**QUELLE**
########
Zur Tagesordnung. Wir beginnen die heutige Sitzung mit Tagesordnungspunkt 34; das ist die Fragestunde. Anschließend setzen wir die Beratungen in der Reihenfolge der Tagesordnung fort. Die heutige Sitzung soll gegen 13.45 Uhr enden.
Die mir zugegangenen Entschuldigungen teilt Ihnen nunmehr der Schriftführer Herr Onay mit. Bitte, Herr Onay!
Es haben sich entschuldigt: von der Landesregierung Finanzminister Reinhold Hilbers, von der Fraktion der SPD Karsten Becker, von der Fraktion der CDU André Bock und Clemens Lammerskitten, von der Fraktion Bündnis 90/Die Grünen Stefan Wenzel und von der Fraktion der FDP Horst Kortlang.
########
Datensatzauszüge mit Box-Beschriftungen:
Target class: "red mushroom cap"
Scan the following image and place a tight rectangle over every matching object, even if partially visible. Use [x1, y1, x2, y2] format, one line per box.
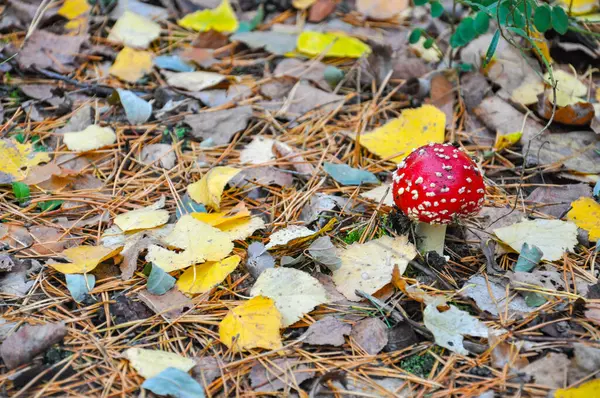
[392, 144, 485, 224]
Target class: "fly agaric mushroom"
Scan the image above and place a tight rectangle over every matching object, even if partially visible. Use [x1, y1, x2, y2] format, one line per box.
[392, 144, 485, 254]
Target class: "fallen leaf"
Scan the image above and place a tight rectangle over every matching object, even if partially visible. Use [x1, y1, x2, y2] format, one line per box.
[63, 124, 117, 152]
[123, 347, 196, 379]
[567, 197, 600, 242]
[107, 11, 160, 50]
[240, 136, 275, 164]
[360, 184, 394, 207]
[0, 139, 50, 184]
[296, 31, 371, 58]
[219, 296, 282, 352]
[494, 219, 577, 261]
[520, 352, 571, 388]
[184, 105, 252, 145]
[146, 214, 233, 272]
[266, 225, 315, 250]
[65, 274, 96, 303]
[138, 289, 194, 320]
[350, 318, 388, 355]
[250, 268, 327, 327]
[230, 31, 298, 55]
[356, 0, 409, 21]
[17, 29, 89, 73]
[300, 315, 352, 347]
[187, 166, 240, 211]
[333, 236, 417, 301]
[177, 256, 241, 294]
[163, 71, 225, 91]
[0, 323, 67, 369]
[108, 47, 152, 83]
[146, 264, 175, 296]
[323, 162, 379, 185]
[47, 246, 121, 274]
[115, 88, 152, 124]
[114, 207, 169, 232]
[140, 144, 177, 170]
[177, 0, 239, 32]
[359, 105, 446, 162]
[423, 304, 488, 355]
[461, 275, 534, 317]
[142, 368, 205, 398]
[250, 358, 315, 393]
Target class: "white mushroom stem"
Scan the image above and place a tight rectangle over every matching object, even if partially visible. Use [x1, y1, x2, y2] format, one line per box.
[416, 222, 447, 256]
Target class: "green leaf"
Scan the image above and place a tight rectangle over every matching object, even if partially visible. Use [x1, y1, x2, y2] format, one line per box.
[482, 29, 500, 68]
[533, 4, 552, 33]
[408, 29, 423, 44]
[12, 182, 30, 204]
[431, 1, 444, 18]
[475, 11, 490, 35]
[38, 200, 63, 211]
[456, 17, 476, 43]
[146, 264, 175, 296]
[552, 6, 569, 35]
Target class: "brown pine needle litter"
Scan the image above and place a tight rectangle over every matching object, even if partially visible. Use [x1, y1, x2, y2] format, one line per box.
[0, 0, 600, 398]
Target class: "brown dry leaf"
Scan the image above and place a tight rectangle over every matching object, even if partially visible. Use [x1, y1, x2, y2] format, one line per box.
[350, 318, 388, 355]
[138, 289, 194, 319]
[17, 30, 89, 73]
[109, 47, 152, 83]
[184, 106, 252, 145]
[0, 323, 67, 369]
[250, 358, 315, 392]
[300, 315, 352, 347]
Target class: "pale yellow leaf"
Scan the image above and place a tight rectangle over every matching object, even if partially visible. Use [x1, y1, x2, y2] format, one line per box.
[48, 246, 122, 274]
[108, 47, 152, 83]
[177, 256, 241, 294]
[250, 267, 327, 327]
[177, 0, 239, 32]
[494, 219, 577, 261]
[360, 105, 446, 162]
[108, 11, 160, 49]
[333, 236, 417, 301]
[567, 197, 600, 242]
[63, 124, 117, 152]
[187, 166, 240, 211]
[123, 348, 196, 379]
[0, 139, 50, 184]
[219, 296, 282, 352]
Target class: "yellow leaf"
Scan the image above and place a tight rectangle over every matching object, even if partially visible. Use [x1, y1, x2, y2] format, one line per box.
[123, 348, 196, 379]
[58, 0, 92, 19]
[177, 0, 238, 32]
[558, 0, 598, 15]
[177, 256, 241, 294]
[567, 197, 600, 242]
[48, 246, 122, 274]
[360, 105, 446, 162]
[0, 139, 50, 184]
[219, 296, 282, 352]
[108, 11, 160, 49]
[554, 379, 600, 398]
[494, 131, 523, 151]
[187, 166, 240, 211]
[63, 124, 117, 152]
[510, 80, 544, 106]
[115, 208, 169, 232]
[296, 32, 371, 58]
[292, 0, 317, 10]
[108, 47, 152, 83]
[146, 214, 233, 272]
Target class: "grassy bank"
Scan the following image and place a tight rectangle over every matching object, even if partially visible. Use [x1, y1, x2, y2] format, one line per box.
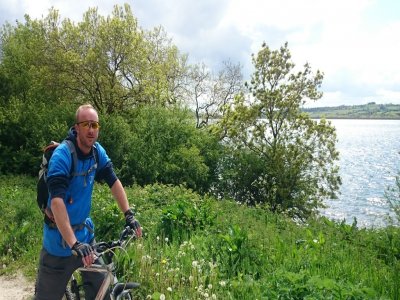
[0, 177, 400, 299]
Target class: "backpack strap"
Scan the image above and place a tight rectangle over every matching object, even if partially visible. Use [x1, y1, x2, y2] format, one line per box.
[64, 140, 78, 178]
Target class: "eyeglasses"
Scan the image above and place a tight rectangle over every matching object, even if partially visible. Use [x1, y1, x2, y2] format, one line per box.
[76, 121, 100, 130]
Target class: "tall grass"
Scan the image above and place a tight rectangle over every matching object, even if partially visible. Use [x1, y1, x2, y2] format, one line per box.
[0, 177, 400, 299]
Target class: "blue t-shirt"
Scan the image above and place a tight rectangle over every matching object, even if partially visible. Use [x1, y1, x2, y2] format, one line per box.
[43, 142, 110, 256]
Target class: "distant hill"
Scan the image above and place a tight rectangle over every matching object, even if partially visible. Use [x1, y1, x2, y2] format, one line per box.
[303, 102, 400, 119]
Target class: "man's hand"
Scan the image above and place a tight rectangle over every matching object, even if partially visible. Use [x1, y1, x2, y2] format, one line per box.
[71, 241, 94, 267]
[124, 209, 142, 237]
########
**AUFGABE**
Führe das Sitzungsprotokoll unter „Quelle“ im selben Stil nach seinem letzten Satz weiter.

**ANTWORT**
Um dem Präsidium den Überblick zu erleichtern, bitte ich darum, dass Sie sich schriftlich zu Wort melden, wenn Sie eine Zusatzfrage stellen möchten.
a) Fridays for Future - Gemeinsam gegen die Klimakrise - Anfrage der Fraktion der SPD - Drs. 18/2892
Die Anfrage wird von dem Abgeordneten Volker Senftleben, SPD-Fraktion, vorgetragen. Bitte, Herr Kollege!
Sehr geehrte Frau Präsidentin! Liebe Kolleginnen und Kollegen! Fridays for Future - gemeinsam gegen die Klimakrise.
Die Bewegung Fridays for Future geht auf die 16jährige Schülerin Greta Thunberg aus Schweden zurück, die seit Monaten freitags vor dem schwedischen Parlament für mehr Klimaschutz kämpft. Ihre Forderungen hat sie schon vor dem Weltwirtschaftsforum in Davos und der UN-Klimakonferenz im polnischen Katowice deutlich gemacht und hierdurch weltweit Jugendliche animiert, sich auch für dieses Thema stark zu machen.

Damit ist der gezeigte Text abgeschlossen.